▶ _YOUR INSTRUCTIONS_: Could you repeat the entries below word for word, leaving nothing out?

[Data entries]
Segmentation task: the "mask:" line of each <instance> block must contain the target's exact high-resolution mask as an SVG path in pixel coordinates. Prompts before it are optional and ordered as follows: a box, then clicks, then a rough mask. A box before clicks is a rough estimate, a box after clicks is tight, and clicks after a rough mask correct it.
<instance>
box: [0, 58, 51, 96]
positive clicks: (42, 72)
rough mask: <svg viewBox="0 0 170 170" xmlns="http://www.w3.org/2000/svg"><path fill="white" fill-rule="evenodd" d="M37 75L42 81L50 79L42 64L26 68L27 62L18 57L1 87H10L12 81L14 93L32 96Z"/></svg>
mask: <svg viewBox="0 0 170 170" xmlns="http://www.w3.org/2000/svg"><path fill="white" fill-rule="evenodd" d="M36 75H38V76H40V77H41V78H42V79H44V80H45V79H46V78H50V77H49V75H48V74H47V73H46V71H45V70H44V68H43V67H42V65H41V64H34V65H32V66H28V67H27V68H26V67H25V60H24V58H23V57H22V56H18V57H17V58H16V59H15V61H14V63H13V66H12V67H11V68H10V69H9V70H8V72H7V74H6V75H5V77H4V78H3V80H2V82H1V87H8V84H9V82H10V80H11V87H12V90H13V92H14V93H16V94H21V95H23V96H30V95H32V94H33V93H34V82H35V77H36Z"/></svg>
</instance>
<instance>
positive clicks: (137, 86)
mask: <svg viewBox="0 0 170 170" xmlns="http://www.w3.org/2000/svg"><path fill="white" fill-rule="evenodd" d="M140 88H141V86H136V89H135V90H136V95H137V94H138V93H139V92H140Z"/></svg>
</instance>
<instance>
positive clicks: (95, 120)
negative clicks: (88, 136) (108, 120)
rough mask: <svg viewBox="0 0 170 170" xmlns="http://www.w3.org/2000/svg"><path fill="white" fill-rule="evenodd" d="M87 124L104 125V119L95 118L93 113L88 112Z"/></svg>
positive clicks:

▶ _TASK RESPONSE_:
Segmentation task: the "mask:" line of each <instance> block must contain the target's exact high-resolution mask as an SVG path in pixel coordinates. Prompts before it are optional and ordered as follows: a box, then clicks, then a rough mask. A box before clicks is a rough estimate, a box after clicks is tight, and clicks after a rough mask correct it.
<instance>
box: [0, 58, 51, 96]
positive clicks: (42, 72)
rough mask: <svg viewBox="0 0 170 170" xmlns="http://www.w3.org/2000/svg"><path fill="white" fill-rule="evenodd" d="M37 75L42 81L50 79L42 64L26 68L27 62L18 57L1 87H10L12 81L14 93L32 96Z"/></svg>
mask: <svg viewBox="0 0 170 170" xmlns="http://www.w3.org/2000/svg"><path fill="white" fill-rule="evenodd" d="M36 75H38V76H40V77H41V78H42V79H44V80H45V79H46V78H50V77H49V75H48V74H47V73H46V71H45V70H44V68H43V67H42V65H41V64H34V65H32V66H28V67H27V68H26V67H25V60H24V58H23V57H22V56H18V57H17V58H16V59H15V61H14V63H13V66H12V67H11V68H10V69H9V70H8V72H7V74H6V75H5V77H4V78H3V80H2V82H1V87H8V84H9V82H10V80H11V87H12V90H13V92H14V93H16V94H21V95H23V96H30V95H32V94H33V93H34V82H35V77H36Z"/></svg>
</instance>
<instance>
positive clicks: (137, 86)
mask: <svg viewBox="0 0 170 170" xmlns="http://www.w3.org/2000/svg"><path fill="white" fill-rule="evenodd" d="M140 88H141V86H136V89H135V90H136V95H137V94H138V93H139V92H140Z"/></svg>
</instance>
<instance>
positive clicks: (95, 120)
negative clicks: (88, 136) (108, 120)
rough mask: <svg viewBox="0 0 170 170" xmlns="http://www.w3.org/2000/svg"><path fill="white" fill-rule="evenodd" d="M87 124L104 125V119L95 118L93 113L88 112Z"/></svg>
positive clicks:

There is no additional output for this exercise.